> [Task to carry out]: Using the data that follows, give the number of lines where the string "excavator" occurs, and nothing else.

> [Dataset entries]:
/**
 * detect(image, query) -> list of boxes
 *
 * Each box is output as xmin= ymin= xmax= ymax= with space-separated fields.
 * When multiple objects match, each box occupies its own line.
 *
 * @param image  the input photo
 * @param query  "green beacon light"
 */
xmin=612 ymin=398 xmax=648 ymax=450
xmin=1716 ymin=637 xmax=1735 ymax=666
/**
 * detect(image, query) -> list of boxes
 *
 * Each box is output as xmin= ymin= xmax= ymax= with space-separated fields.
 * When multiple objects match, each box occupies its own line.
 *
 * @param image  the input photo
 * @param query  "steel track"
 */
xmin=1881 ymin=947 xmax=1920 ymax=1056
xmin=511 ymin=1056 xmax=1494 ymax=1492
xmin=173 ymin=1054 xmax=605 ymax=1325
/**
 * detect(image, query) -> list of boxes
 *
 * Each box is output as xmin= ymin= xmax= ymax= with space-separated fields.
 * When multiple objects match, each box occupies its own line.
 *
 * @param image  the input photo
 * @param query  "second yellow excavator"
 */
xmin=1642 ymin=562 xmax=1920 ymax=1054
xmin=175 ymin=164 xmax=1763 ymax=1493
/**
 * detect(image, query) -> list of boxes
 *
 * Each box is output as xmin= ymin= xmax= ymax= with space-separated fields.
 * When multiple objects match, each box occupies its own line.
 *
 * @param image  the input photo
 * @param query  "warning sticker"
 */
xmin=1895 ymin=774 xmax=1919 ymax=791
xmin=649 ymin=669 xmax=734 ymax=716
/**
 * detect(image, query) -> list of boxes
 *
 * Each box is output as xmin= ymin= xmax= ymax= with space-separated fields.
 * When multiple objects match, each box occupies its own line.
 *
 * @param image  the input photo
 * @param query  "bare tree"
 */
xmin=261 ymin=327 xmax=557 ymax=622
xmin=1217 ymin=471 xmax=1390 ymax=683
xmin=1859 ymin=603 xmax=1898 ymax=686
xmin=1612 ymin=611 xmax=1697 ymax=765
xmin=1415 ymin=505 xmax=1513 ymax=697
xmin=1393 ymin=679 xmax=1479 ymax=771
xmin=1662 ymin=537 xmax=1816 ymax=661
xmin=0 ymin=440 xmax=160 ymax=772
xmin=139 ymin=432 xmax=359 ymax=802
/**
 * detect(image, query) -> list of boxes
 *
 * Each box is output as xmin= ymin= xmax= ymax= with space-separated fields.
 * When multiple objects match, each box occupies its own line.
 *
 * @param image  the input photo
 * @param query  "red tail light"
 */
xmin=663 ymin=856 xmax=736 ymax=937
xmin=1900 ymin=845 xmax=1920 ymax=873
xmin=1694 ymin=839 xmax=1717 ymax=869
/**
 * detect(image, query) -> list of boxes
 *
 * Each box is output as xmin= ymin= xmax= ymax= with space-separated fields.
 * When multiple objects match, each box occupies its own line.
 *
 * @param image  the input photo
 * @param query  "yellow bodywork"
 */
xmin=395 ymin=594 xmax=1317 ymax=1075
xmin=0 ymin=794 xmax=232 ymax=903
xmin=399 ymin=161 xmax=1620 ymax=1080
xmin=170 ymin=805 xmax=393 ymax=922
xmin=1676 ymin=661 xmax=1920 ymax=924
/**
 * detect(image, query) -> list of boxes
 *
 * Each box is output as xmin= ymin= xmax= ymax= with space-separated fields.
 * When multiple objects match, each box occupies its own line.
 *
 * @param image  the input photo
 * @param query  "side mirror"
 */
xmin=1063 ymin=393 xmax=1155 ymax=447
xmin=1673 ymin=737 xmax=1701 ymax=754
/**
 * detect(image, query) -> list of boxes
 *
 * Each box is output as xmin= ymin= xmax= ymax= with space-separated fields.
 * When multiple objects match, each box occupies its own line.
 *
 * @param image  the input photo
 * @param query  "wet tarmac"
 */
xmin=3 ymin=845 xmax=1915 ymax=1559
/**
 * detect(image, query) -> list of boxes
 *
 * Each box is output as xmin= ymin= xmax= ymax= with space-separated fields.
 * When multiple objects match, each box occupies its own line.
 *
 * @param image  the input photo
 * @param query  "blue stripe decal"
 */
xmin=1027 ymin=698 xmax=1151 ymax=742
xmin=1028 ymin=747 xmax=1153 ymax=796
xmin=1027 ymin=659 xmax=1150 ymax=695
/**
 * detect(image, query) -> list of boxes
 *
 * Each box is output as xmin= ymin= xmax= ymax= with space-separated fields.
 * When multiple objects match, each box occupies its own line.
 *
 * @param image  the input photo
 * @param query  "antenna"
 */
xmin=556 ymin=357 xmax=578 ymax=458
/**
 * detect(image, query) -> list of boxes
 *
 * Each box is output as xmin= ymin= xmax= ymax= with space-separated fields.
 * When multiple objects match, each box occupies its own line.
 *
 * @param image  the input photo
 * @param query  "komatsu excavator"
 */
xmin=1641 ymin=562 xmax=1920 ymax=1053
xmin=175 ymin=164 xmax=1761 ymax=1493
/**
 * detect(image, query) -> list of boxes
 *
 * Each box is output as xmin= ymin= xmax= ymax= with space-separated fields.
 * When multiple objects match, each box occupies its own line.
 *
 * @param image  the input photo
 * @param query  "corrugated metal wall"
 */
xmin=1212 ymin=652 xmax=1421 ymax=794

> [Output for this exercise]: 2